*Records supplied*
··········

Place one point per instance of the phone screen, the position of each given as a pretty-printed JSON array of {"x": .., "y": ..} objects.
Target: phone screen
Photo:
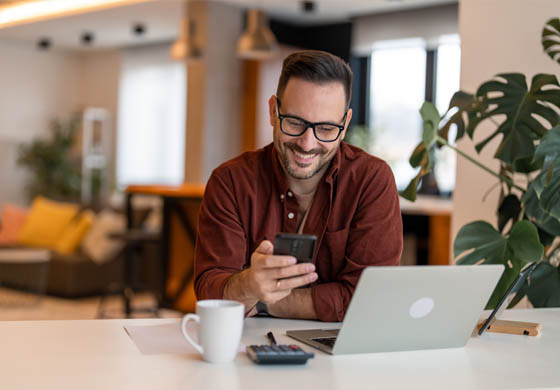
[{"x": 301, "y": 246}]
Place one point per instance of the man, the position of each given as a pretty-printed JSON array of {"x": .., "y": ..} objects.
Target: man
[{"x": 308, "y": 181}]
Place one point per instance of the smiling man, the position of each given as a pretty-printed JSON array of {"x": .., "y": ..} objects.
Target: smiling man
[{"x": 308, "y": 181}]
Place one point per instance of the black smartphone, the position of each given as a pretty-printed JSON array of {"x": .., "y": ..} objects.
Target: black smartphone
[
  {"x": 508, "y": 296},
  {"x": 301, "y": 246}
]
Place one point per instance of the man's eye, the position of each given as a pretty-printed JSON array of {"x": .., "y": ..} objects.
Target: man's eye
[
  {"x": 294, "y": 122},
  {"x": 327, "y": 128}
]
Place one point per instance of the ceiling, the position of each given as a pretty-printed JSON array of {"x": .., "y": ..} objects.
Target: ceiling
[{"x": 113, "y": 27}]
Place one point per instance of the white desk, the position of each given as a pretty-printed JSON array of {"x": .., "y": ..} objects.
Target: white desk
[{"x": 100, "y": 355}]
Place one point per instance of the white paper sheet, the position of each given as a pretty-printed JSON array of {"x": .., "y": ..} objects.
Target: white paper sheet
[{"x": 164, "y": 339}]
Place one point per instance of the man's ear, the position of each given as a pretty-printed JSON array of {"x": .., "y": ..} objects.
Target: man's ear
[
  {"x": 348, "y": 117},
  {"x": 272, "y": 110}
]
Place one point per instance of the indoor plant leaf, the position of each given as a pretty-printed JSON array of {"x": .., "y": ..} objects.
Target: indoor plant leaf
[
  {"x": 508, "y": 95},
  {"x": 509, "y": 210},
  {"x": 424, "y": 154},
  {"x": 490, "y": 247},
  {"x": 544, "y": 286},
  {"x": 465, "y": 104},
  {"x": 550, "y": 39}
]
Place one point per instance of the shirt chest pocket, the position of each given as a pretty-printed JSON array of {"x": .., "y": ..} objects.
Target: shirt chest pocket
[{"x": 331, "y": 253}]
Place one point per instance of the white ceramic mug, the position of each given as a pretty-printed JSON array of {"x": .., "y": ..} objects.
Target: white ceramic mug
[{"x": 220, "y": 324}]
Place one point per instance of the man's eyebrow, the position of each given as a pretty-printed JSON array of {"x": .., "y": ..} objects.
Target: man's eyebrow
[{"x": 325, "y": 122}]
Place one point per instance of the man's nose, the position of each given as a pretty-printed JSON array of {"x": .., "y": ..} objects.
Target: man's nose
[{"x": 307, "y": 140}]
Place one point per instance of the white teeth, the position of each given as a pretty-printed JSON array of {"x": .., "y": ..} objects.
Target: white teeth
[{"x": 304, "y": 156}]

··········

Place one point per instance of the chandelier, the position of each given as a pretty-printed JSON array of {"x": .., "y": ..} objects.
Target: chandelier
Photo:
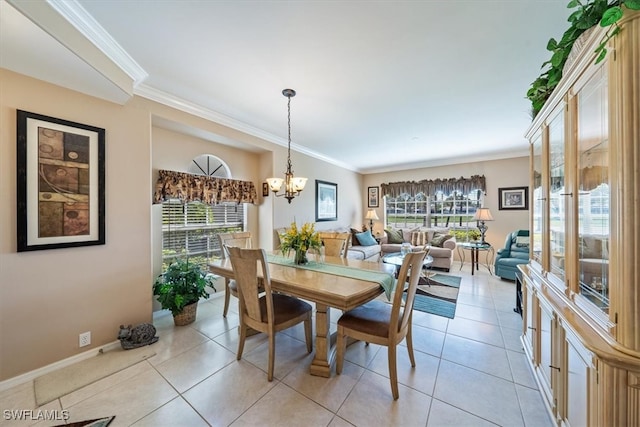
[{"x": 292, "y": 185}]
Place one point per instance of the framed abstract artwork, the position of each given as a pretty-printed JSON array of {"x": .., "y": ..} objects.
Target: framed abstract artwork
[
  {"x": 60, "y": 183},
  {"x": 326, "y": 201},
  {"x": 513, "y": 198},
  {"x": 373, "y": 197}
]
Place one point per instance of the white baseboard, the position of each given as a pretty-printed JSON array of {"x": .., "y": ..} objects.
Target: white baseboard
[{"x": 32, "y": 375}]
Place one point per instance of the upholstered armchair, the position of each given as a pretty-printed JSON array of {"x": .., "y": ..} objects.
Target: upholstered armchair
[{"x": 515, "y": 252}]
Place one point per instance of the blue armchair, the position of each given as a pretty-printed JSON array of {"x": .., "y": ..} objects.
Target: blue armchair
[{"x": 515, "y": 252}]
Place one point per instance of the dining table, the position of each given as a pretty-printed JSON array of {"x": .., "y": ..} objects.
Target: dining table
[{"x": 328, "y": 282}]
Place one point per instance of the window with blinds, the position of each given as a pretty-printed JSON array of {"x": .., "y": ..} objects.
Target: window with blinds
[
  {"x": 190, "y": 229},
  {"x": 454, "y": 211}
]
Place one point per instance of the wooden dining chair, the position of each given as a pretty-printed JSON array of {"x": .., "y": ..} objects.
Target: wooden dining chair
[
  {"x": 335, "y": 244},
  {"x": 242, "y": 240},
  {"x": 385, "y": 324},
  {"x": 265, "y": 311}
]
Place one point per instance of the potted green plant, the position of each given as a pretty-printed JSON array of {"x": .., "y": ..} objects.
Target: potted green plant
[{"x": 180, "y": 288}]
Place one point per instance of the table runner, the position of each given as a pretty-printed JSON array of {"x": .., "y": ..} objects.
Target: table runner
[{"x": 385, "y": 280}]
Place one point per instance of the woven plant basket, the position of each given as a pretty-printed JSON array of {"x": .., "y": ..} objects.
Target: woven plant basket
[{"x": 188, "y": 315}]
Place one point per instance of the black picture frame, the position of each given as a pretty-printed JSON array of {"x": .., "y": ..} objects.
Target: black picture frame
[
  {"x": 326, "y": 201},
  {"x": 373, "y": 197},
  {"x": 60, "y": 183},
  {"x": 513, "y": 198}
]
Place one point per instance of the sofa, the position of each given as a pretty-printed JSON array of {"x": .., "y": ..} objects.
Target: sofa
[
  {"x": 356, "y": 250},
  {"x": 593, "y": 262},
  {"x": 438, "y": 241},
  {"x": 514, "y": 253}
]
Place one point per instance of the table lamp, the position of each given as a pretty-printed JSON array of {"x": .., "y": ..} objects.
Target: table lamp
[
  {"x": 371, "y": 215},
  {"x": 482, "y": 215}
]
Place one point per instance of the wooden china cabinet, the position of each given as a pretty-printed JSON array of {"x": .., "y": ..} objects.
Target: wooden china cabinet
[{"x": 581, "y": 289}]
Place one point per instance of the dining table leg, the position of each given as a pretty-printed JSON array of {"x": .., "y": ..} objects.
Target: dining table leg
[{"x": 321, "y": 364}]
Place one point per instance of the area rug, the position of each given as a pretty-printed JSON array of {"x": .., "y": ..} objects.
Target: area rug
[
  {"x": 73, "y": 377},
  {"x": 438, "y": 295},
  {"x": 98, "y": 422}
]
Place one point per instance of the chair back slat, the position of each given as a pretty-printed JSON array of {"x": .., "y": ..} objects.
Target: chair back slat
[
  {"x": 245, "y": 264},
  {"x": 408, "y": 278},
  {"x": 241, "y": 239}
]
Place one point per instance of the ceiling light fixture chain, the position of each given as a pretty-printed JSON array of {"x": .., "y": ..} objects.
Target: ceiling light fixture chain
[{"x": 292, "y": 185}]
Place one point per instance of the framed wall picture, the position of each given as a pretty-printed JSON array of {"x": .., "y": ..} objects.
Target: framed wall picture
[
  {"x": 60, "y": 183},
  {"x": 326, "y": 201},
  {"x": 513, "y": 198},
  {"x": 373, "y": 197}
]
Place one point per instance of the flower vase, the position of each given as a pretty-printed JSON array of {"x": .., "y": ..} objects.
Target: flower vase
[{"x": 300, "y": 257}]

··········

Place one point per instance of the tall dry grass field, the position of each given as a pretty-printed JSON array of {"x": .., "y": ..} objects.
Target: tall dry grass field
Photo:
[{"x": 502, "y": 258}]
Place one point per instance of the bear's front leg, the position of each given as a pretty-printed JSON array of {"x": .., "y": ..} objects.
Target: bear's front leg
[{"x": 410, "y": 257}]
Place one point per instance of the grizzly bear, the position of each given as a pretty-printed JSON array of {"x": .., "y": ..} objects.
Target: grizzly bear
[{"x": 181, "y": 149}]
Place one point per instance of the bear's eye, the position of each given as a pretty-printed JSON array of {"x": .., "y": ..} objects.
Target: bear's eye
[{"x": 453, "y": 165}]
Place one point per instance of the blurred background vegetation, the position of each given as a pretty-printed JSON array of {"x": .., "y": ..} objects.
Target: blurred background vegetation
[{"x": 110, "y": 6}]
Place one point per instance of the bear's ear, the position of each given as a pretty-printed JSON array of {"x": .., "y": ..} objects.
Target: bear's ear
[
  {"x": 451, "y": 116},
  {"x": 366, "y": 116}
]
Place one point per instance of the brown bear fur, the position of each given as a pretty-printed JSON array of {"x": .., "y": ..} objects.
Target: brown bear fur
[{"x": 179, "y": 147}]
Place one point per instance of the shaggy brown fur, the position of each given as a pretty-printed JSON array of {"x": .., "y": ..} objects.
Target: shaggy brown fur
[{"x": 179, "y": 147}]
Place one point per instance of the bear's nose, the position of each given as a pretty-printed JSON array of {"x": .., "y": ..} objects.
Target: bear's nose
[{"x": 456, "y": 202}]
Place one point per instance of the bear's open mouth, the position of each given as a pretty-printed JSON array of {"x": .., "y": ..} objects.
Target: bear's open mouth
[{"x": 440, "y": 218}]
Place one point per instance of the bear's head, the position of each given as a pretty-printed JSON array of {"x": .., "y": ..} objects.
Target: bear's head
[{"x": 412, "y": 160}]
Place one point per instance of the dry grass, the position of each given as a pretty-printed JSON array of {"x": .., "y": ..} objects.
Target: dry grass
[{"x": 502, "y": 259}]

··········

*Work request*
Where the line holding "Target: blurred background vegetation" appears in the listing above, start reproducing exactly, and end with the line holding "Place one point per instance of the bear's head, the".

*Exercise result*
Target: blurred background vegetation
[{"x": 110, "y": 6}]
Place one point per instance of the bear's ear, the position of each given as a pretty-printed JSON array of {"x": .., "y": ..} objects.
Target: bear's ear
[
  {"x": 451, "y": 116},
  {"x": 366, "y": 116}
]
Place one point per instance of the brown bear fur, the position of each given as a pretty-printed JSON array of {"x": .., "y": ..} objects.
Target: brown bear fur
[{"x": 179, "y": 147}]
Place one point per instance of the shaggy brown fur, the position of each given as a pretty-printed JSON array of {"x": .., "y": ..} objects.
Target: shaggy brown fur
[{"x": 179, "y": 147}]
Place one point per instance of the bear's nose, the position of each given as a pretty-printed JSON array of {"x": .., "y": ..} objects.
Target: bear's nose
[{"x": 456, "y": 202}]
Place one point per instance of the bear's open mouth, the position of each given as a pretty-printed JSON array of {"x": .., "y": ..} objects.
Target: bear's open mouth
[{"x": 440, "y": 218}]
Place one point per instance of the bear's head, the position of each given as a pretty-printed JSON array of {"x": .., "y": ..} objects.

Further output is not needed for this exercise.